Задание: Пожалуйста, укажите по исходному тексту: к кому обратился Муравьев-Амурский с панславистской аргументацией в связи с проектами переселения чехов?

Исходный текст:
============================================================

Это должно было придать империи большую стабильность, придать российскому имперскому строительству важный внутренний импульс и обеспечить империи национальную перспективу. Не только в великорусских, но в малороссийских и белорусских губерниях виделся стратегический резерв расширения имперского ядра на запад и юго-запад, в Сибирь и на Дальний Восток, где украинцы и белорусы вместе с великороссами могли бы успешно строить «большую русскую нацию» [20]. Переселенцы закрепляли историческую память о прежней родине в сохранившихся чертах перенесенной с запада империи культуры и в тысячах названий географических объектов (черниговки, новокиевки, полтавки и т.п.). Оторванные от привычной социокультурной среды, оказавшись в неведомом краю, в иных природно-климатических условиях, вынужденные существенно скорректировать свои хозяйственные занятия, непосредственно соприкоснувшись с культурой Востока (непривычной и привлекательной), они обостренно ощутили свою русскость, очищенную от местных особенностей, столь стойко сохраняемых на их бывшей родине. Все это создавало более благоприятные, чем в Европейской России, на Украине и в Белоруссии, условия для успеха проекта «большой русской нации», в котором бы превалировали не этнические черты, а идея общеимперской гражданственности. Местные власти готовы были включить в процесс обрусения азиатских окраин и западных славян, на что указывают проекты переселения на Дальний Восток чехов. Примечательна панславистская аргументация, с которой обратился Муравьев-Амурский в этой связи к Николаю I: «Славяне понимают Россию как родную им землю; они соединят свою пользу с пользою русского населения. Передадут свои познания в усовершенствованном хозяйстве, будут преданы общему благу нового их отечества. Славяне переселяются в другие страны, но везде они, подавляемые чуждыми элементами, привыкают с трудом, — в России же должно быть напротив» [21].

Славянское население Сибири и Дальнего Востока было сложным не только по этническому (великороссы, украинцы, белорусы), по конфессиональному (православные, старообрядцы, сектанты), по сословному (крестьяне, казаки, ссыльнопоселенцы, отставные солдаты и моряки), но и региональным характеристикам мест выселения.

============================================================

Раздел данных:
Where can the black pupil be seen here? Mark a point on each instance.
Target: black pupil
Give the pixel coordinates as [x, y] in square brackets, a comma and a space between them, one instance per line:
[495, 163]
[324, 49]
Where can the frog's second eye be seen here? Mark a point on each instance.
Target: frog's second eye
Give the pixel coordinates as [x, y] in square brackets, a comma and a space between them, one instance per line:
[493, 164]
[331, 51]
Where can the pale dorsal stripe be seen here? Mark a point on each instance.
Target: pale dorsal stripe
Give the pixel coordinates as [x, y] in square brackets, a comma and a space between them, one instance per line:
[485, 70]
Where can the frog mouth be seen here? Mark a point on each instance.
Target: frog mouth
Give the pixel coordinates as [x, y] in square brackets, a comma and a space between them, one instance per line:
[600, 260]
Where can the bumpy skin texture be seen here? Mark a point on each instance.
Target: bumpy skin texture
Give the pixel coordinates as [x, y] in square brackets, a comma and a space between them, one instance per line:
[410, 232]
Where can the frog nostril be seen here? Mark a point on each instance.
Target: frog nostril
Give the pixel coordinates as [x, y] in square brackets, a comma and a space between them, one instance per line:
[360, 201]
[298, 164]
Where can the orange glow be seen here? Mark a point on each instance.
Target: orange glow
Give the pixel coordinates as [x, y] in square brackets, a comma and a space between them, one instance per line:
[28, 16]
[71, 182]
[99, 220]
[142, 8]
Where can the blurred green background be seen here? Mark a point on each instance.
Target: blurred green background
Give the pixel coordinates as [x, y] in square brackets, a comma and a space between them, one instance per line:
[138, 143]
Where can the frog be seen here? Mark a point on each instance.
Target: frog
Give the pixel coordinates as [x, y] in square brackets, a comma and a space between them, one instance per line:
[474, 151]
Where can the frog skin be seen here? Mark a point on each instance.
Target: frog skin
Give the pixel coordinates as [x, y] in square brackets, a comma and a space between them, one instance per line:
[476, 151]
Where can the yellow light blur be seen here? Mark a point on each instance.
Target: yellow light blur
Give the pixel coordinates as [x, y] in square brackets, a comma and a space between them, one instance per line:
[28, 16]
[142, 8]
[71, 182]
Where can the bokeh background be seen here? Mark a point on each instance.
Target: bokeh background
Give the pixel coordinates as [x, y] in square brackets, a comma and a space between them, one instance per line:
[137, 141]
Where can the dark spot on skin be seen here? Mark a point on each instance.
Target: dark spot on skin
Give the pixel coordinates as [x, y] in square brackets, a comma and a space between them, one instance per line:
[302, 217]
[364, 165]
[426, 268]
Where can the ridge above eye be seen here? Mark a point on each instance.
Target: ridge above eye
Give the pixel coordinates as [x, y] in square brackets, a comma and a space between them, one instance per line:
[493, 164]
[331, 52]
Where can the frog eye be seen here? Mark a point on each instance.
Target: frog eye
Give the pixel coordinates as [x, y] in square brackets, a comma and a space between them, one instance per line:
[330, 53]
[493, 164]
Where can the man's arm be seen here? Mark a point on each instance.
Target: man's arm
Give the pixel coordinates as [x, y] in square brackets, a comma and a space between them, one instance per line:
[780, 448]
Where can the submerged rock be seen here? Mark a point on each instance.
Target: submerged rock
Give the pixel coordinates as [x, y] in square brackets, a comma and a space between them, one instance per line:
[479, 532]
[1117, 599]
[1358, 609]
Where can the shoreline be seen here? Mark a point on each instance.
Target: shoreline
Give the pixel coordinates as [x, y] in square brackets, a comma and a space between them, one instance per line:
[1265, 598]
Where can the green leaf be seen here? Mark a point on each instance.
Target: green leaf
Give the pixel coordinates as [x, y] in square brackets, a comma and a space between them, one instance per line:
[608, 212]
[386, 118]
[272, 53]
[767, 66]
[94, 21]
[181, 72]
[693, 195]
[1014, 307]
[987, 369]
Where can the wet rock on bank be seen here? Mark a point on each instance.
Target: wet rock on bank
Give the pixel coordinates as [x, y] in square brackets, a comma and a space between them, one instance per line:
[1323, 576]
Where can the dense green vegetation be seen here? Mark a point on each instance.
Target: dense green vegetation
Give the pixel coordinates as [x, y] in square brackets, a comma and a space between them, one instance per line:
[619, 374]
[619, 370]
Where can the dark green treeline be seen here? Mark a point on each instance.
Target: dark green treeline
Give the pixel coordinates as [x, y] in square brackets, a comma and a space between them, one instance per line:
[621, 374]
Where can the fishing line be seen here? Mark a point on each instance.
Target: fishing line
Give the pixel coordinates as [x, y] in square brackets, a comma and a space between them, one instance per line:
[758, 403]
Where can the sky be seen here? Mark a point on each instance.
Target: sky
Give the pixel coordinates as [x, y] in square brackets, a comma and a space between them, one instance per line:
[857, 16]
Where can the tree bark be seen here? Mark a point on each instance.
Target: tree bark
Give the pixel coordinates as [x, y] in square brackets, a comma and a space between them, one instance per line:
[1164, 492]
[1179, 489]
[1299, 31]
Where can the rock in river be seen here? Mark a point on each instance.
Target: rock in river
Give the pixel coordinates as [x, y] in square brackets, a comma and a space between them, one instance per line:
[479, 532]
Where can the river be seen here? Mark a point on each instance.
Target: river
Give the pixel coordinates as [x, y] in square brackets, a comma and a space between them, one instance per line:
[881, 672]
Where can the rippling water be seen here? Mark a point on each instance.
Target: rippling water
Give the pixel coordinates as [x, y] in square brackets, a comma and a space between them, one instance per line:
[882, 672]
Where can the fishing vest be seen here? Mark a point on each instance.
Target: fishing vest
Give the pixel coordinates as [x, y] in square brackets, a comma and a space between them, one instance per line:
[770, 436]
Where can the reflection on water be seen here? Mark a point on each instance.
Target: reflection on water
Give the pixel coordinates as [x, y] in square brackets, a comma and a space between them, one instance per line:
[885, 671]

============================================================

Решение задания: К Николаю I.